# Data to use:
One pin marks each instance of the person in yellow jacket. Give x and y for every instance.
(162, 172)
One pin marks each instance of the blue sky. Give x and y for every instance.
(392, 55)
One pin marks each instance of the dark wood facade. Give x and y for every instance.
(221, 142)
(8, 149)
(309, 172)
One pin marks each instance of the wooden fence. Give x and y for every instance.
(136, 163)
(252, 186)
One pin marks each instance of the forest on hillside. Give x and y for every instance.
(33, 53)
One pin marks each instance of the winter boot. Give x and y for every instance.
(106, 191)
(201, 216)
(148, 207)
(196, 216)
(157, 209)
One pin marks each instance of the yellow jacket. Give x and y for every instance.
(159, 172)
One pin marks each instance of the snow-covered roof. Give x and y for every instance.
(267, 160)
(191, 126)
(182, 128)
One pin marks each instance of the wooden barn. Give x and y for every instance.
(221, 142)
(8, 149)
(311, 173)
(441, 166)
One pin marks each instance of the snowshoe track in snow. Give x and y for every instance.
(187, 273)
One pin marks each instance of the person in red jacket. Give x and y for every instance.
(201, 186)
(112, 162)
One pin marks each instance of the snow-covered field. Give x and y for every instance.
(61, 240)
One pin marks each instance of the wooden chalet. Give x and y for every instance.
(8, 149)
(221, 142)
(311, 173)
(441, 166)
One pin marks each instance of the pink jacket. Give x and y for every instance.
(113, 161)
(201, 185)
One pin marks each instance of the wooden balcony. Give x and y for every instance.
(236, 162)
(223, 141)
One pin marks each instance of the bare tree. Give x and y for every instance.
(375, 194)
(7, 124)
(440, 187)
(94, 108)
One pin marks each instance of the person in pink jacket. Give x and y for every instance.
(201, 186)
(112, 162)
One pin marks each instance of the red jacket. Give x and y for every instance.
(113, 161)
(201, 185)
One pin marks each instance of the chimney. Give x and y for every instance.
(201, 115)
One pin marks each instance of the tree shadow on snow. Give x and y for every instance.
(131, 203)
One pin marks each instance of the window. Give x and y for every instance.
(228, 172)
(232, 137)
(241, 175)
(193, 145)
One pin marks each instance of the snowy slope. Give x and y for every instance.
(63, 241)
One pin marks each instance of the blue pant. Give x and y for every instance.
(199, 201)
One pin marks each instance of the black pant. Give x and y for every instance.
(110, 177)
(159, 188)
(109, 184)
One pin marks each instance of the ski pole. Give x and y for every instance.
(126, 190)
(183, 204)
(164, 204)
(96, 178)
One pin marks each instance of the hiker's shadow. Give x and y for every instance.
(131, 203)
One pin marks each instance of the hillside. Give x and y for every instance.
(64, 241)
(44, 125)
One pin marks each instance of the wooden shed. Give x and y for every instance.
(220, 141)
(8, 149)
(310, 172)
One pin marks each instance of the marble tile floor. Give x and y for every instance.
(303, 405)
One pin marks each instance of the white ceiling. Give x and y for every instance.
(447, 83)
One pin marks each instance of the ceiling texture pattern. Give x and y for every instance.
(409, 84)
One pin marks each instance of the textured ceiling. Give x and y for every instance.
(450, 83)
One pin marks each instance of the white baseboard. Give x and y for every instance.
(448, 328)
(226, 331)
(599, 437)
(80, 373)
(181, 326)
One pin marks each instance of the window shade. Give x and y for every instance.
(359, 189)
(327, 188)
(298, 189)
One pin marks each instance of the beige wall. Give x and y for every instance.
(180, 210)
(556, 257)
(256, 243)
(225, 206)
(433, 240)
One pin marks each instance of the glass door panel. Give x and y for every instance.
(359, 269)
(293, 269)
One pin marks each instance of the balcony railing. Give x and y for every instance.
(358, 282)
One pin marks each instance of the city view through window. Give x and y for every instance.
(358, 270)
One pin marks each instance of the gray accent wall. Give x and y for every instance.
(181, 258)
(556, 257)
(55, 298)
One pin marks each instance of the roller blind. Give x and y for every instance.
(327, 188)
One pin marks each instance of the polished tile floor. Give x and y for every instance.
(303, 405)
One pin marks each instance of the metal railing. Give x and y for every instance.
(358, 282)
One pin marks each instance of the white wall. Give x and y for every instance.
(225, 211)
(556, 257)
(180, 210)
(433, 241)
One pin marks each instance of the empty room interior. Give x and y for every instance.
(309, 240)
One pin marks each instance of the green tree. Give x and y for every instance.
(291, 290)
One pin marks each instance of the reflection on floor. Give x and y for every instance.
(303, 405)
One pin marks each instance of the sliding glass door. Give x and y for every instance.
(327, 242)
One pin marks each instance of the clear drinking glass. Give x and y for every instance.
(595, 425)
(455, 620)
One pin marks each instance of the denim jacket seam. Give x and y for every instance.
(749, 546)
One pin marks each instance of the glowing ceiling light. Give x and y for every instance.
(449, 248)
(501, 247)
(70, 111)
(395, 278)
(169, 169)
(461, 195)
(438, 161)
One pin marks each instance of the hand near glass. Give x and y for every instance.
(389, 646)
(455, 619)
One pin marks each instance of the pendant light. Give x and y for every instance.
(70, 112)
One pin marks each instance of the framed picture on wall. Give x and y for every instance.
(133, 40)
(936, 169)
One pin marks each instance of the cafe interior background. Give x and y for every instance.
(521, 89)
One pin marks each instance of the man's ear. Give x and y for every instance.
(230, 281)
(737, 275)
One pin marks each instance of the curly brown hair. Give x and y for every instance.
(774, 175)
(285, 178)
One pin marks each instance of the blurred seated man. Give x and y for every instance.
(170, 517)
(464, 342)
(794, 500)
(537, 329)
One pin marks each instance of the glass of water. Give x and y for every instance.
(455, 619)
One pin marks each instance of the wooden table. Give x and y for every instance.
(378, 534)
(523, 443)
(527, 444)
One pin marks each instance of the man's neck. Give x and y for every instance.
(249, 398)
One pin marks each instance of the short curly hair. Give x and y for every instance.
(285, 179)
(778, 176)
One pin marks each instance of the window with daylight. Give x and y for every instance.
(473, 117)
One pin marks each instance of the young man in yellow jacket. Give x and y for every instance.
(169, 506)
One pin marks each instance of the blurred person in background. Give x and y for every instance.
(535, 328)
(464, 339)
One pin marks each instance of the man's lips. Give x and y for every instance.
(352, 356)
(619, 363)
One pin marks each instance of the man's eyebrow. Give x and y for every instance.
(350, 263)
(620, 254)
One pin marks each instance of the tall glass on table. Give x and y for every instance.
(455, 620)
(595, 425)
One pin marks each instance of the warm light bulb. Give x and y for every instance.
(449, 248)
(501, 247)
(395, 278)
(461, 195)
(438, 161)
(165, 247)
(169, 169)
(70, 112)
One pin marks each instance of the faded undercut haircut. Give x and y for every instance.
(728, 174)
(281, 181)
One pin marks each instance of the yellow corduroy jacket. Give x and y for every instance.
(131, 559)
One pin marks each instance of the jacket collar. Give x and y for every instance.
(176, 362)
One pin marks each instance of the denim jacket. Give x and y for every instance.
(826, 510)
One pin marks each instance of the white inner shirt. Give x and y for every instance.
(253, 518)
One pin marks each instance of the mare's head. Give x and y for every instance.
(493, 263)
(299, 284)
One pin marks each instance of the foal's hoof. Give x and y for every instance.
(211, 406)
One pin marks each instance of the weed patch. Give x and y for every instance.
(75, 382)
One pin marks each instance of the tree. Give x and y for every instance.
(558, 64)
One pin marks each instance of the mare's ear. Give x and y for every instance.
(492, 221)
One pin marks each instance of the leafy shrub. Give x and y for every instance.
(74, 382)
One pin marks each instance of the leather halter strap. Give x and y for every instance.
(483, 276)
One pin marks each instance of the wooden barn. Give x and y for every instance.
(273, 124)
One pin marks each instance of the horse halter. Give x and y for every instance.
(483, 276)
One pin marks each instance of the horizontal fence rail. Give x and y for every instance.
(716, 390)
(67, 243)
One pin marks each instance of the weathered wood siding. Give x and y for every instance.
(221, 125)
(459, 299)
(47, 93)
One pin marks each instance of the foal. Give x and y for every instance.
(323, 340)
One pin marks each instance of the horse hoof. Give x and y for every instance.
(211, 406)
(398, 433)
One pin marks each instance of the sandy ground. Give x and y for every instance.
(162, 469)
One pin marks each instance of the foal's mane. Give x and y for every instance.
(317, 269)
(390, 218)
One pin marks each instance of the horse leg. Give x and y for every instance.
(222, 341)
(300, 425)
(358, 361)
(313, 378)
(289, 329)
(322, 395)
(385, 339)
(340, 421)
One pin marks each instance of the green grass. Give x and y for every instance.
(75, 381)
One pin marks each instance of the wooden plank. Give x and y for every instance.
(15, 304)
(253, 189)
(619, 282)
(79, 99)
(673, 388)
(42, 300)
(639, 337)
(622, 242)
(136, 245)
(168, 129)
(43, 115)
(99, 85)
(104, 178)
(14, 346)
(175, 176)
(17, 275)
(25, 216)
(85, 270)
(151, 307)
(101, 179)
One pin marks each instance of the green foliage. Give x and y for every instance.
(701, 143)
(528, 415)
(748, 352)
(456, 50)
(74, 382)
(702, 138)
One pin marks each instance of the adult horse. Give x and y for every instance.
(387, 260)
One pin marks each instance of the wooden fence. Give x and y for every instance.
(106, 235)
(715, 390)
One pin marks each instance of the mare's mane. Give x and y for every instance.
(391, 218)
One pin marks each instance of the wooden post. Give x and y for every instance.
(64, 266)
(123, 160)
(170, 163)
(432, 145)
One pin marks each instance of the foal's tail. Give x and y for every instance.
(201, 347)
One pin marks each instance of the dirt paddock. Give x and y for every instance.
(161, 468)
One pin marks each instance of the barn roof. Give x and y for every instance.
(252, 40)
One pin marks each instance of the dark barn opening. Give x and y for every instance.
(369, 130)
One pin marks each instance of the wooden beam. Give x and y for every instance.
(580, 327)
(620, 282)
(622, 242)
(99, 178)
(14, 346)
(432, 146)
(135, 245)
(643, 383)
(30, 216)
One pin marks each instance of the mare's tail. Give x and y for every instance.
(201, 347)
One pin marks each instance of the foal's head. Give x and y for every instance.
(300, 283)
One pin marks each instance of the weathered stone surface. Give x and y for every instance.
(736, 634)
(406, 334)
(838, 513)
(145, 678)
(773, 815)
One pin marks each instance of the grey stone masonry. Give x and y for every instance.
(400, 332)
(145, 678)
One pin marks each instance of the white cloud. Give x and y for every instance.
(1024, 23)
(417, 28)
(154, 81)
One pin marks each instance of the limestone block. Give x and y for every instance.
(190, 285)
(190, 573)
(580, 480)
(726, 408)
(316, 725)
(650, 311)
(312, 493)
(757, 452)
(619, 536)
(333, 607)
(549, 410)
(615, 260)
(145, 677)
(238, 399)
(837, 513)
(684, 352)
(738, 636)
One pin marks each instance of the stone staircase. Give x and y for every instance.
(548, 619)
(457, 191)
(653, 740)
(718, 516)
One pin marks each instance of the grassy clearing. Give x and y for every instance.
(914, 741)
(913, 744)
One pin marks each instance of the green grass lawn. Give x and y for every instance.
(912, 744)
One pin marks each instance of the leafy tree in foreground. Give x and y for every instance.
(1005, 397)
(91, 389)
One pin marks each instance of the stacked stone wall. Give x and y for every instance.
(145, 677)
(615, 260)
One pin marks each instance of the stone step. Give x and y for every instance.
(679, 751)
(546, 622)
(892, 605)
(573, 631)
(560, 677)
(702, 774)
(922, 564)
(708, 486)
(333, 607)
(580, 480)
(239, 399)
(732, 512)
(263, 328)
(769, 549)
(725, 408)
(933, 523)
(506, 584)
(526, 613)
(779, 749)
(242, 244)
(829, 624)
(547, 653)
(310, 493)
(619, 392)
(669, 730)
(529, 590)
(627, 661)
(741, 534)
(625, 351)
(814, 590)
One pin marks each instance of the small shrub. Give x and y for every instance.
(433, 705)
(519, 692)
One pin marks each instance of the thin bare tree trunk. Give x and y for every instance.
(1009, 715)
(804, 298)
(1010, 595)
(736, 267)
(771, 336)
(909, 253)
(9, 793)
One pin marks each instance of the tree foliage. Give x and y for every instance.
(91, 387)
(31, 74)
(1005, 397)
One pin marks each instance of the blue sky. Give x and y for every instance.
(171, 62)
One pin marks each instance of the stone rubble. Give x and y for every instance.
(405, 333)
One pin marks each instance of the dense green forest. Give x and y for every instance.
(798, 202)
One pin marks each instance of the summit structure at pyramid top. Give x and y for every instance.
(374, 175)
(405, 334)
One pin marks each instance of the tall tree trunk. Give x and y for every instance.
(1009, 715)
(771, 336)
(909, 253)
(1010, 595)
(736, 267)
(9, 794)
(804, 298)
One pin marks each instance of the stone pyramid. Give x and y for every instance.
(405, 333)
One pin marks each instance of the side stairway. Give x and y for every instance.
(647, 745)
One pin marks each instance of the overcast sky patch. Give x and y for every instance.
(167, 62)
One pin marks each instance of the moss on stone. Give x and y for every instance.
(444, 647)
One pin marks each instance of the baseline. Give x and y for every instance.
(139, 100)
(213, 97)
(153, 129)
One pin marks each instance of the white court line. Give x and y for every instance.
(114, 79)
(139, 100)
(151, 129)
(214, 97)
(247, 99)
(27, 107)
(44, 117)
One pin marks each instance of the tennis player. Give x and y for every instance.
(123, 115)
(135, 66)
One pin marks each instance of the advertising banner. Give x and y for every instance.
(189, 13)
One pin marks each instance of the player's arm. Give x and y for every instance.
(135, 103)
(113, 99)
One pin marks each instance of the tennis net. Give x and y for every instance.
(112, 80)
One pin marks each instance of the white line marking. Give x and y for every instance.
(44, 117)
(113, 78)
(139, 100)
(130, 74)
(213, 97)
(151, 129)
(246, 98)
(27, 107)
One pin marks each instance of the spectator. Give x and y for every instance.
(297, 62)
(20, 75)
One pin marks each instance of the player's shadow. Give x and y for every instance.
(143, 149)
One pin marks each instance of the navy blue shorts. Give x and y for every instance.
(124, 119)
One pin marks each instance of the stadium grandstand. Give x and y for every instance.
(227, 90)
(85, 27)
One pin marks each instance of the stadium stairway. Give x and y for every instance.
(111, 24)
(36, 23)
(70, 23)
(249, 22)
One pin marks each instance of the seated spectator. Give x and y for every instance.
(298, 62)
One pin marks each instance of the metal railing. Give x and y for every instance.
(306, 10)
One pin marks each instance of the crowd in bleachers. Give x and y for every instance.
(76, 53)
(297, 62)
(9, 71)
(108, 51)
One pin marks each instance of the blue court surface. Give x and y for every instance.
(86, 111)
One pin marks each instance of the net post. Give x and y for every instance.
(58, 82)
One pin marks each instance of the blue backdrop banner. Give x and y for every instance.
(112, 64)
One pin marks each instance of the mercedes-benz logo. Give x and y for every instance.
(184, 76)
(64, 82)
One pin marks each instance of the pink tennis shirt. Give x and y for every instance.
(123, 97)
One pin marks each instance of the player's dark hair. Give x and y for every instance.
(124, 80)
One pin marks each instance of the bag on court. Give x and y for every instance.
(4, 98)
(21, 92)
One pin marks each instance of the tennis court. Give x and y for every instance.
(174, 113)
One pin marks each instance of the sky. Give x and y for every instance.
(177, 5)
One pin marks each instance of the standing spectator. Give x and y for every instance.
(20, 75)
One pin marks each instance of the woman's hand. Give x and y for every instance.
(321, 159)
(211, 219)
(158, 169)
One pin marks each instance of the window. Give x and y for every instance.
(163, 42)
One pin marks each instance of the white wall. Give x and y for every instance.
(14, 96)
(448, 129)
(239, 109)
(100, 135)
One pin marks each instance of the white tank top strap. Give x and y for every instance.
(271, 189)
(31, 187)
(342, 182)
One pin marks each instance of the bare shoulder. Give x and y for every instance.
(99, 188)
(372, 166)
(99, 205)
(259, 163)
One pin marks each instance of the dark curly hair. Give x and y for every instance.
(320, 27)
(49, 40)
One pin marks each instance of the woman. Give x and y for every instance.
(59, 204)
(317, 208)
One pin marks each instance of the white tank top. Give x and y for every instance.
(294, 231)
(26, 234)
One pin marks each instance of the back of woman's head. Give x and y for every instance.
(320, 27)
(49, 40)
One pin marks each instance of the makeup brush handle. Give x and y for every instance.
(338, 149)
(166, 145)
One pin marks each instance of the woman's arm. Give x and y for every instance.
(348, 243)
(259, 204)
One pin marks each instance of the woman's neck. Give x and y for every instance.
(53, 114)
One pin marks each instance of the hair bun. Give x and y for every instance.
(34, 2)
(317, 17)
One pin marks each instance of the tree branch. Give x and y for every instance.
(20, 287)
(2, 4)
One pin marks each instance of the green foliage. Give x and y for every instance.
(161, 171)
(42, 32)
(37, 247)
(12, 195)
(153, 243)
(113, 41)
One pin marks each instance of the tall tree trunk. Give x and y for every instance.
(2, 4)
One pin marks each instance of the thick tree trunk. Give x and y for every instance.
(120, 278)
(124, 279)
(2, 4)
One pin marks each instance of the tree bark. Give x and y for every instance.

# What you should do:
Give the lines of the data from the one containing "One pin marks each instance of the woman." through the end as a numbered list, leaving out any blank lines.

# Full answer:
1. One pin marks each instance of the woman. Give x and y for every instance.
2. (59, 204)
3. (317, 208)
4. One pin marks each instance of the white tank top. Give x and y for every instance.
5. (294, 231)
6. (26, 234)
7. One pin marks each instance of the back of woman's head. Give x and y for every instance.
8. (320, 27)
9. (49, 40)
10. One pin marks each instance of the makeup brush handle. Give x and y for every instance.
11. (338, 149)
12. (166, 145)
13. One pin marks each instance of the woman's arm. Give x and y for every instance.
14. (348, 243)
15. (259, 204)
16. One pin marks each instance of the woman's neck. Give x and y for every instance.
17. (53, 114)
18. One pin marks each instance of the hair bun. Give x and y for every instance.
19. (34, 2)
20. (317, 17)
21. One pin marks each instance of the tree branch. Give x and y for every instance.
22. (20, 287)
23. (2, 4)
24. One pin marks each instance of the green foliage. Give x and y for every instance.
25. (161, 171)
26. (42, 32)
27. (37, 247)
28. (12, 195)
29. (153, 243)
30. (113, 41)
31. One pin marks each instance of the tall tree trunk. Give x and y for every instance.
32. (2, 4)
33. One pin marks each instance of the thick tree trunk. Give x and y for every instance.
34. (120, 278)
35. (124, 279)
36. (2, 4)
37. One pin marks each instance of the tree bark. Give x and y for every instance.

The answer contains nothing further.